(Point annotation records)
-- BEGIN --
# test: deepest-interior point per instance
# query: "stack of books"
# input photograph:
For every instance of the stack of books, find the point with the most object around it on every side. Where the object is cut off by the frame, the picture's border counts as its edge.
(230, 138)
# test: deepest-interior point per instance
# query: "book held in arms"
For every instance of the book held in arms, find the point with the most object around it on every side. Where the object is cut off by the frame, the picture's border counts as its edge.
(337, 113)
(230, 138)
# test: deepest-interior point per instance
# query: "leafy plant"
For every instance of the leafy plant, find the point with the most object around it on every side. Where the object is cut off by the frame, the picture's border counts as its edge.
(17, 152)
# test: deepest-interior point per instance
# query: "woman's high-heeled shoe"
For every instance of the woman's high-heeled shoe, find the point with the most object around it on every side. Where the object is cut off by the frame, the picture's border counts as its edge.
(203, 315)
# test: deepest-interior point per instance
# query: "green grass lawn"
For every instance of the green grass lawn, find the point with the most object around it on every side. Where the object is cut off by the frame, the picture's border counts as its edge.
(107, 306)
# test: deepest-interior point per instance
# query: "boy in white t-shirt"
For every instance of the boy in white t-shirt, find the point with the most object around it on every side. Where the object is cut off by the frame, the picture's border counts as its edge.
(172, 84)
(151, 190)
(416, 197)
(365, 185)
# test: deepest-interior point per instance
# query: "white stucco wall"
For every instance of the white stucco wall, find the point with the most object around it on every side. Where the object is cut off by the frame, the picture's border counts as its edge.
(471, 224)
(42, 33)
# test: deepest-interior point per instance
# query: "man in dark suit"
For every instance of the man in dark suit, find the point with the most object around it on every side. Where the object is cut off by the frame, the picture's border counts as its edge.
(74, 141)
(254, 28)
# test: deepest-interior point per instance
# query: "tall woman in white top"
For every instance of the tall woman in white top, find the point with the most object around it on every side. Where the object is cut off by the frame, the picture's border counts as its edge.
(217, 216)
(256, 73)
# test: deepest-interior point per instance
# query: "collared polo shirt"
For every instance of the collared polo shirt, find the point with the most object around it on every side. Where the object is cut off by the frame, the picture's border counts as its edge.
-- END --
- **AIM**
Exactly reproduce the material above.

- **FINISHED ANSWER**
# test: deepest-interior point per instance
# query: "stack of books"
# input photograph:
For every instance of the stack of books, find the point with the most object around it on every side. Where the object is cut off by the frame, the picture's border counts as its edge.
(230, 138)
# test: deepest-interior point per instance
# query: "book held in arms"
For every instance of the book held in arms, find the point with the most object around it on every side. Where the object is cut off by the frame, the picture's border counts as its edge.
(337, 113)
(230, 138)
# test: deepest-interior point per instance
# query: "leafy plant"
For every instance of the leafy plant, find the point with the most object around it on every side. Where the object is cut off by the frame, the picture's border counts as its edge.
(17, 152)
# test: deepest-interior point per instance
# query: "woman's high-heeled shoe"
For every instance of the woman's high-heeled shoe, find the point with the most object around it on every side. Where the object is cut off by the frame, the picture's border counts as its edge.
(203, 315)
# test: deepest-interior point per instance
# query: "green grass lawn"
For every instance of the green grass lawn, find the point with the most object around it on every side. Where the object is cut off by the frame, the picture's border counts as its edge.
(107, 306)
# test: deepest-interior point per instance
# query: "boy in white t-shirt"
For every instance of the boy in white t-shirt, find the point with the most object around it on every side. Where the object is cut off by the frame, the picture's border counts as its edge.
(172, 84)
(151, 190)
(416, 197)
(365, 185)
# test: deepest-interior point per instance
# query: "white stucco wall"
For every instance of the white stucco wall, find the point with the most object around it on every side. Where the object is cut off by the frame, the picture's border counts as its edge.
(471, 224)
(42, 33)
# test: deepest-interior point per instance
# query: "man in dark suit"
For every instance of the man in dark suit, find the point with the most object around it on every side. Where the object is cut off by the frame, the picture's border counts as its edge.
(74, 141)
(254, 28)
# test: deepest-interior point per instance
# query: "tall woman in white top"
For every instance of the tall woman in white top, find the point with the most object around it on every side. Where the object is cut off by the frame, the picture's border counts as its edge.
(217, 216)
(256, 73)
# test: deepest-interior point per instance
# query: "collared polo shirt"
For every instance of the collared polo shirt, find the point with the most object around it on every side. Where the object is cut off by the frame, the picture's border counts as its edge.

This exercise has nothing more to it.